» **Required actions**:
[A] Reproduce word for word the stretch from "As a child, Jess" through "her first patient." in the article on UBC's new community-based residency programs.
[B] Carry on the article on UBC's new community-based residency programs from the point where it stops.

» **Extracted text**:
--------------------------------

As a child, Jess Paul spent many hours at BC Children’s Hospital, watching intently from the bedside as doctors and nurses cared for her brother. Amid the busy hospital wards and the unfortunate circumstances of family illness, the Abbotsford native began to imagine her future.

L-R: Emergency Medicine residents Margaret Zhang and Jess Paul, in the corridors of Royal Columbian Hospital in New Westminster. Photo credit: Daniel Presnell
That future was realized in July, when she set out through the labyrinthine halls of Royal Columbian Hospital in New Westminster, on her way to see her first patient.
She was embarking on the next stage of her training as a resident in emergency medicine. But Dr. Paul was also helping to usher in a new stage of UBC’s distributed education program.
Several new community-based residency programs opened their doors this year. Besides the two emergency medicine residents in Fraser Health (with two more added each year, for a total of 10 by 2018), residents in emergency medicine and internal medicine began their training in Victoria, which will lead to a total of 18 by 2018. The expansion will continue next year, with two emergency medicine residencies beginning in Kelowna.
Though residents in emergency medicine and internal medicine have been doing rotations in hospitals across the province, the launch of these new programs mark the first time their entire training will be spent in a community outside of Vancouver.
Such postgraduate programs are central to the Faculty of Medicine’s drive to increase the number of doctors in training, and to place those trainees in communities where doctors are needed most.
“We feel it is important for our postgraduate residents to be exposed to the unique aspects of various communities across B.C.,” says Roger Wong, Associate Dean of Postgraduate Medical Education. “We also feel that when doctors are trained in those communities there is an increased likelihood that they will choose to remain in those communities thereafter.”

--------------------------------

» **Provided material**:
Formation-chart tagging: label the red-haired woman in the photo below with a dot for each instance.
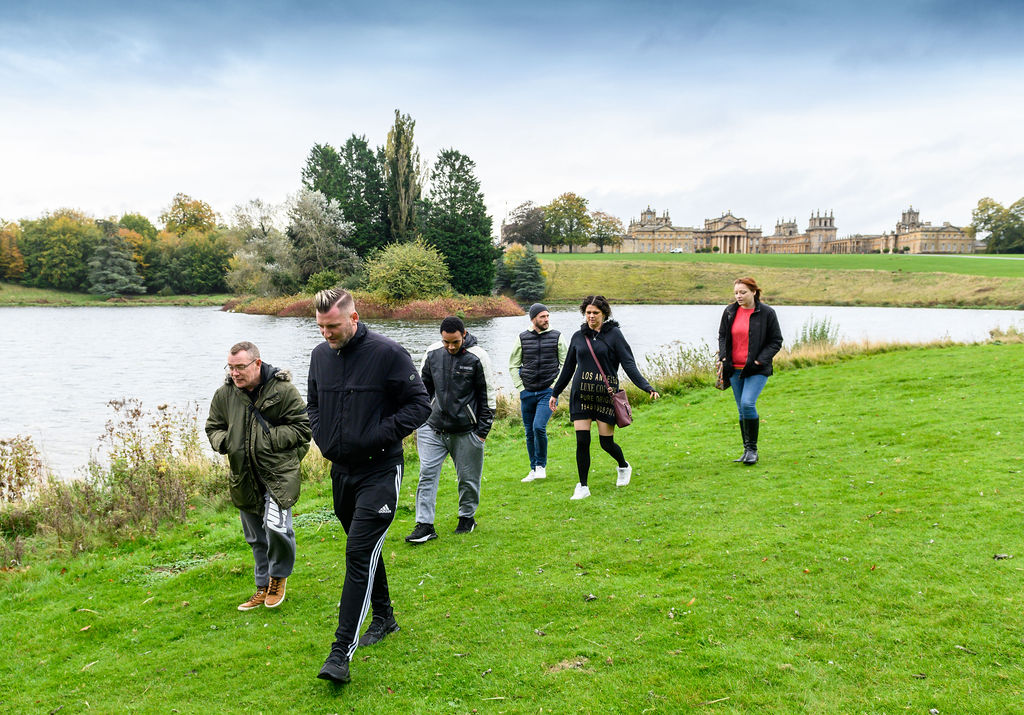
(748, 340)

--------------------------------

» **Answers for this exercise**:
[A]
As a child, Jess Paul spent many hours at BC Children’s Hospital, watching intently from the bedside as doctors and nurses cared for her brother. Amid the busy hospital wards and the unfortunate circumstances of family illness, the Abbotsford native began to imagine her future.

L-R: Emergency Medicine residents Margaret Zhang and Jess Paul, in the corridors of Royal Columbian Hospital in New Westminster. Photo credit: Daniel Presnell
That future was realized in July, when she set out through the labyrinthine halls of Royal Columbian Hospital in New Westminster, on her way to see her first patient.

[B]
“There’s a great need for more emergency physicians, but we don’t have enough room at Vancouver General Hospital to give them all of the learning experiences they need,” says Caroline Tyson, the director of Fraser Health’s Emergency Medicine residency program. “Distributing that learning across sites is a way of dealing with the physical space constraints. Using the template that has been developed and proven effective at the core sites ensures that wewill maintain those high standards in other locations. And, at the same time, patients in Fraser Health have access to more doctors.”

Internal medicine Andrew Kwasnica at Royal Jubilee Hospital in Victoria. Photo: Lyle Stafford, Victoria Times Colonist
The residency programs also allow newly-minted M.D.’s to pursue their post-graduate training closer to their roots.
Andrew Kwasnica, who grew up in Victoria and graduated from the Island Medical Program in June, is remaining in the capital for the next stage of his training, as an internal medicine resident at Royal Jubilee Hospital.
Dr. Kwasnica was drawn to working in a smaller hospital, thinking it will be easier to foster meaningful connections with mentors or fellow trainees. But he also can’t imagine leaving Victoria.
“I have family here, and my wife’s family is from here,” he says. “We have a child on the way, so it’s important for us to put down our roots here. That’s why I wanted to stay here so badly. I’d be happy to never have to leave again.”
Back at Royal Columbian in New Westminster, Dr. Paul is similarly gratified to be working so close to her hometown. “When I go back to Abbotsford, and family and friends are talking about different things… they can picture where I am and where I’m working,” she says. “That’s kind of special, to have that connection.”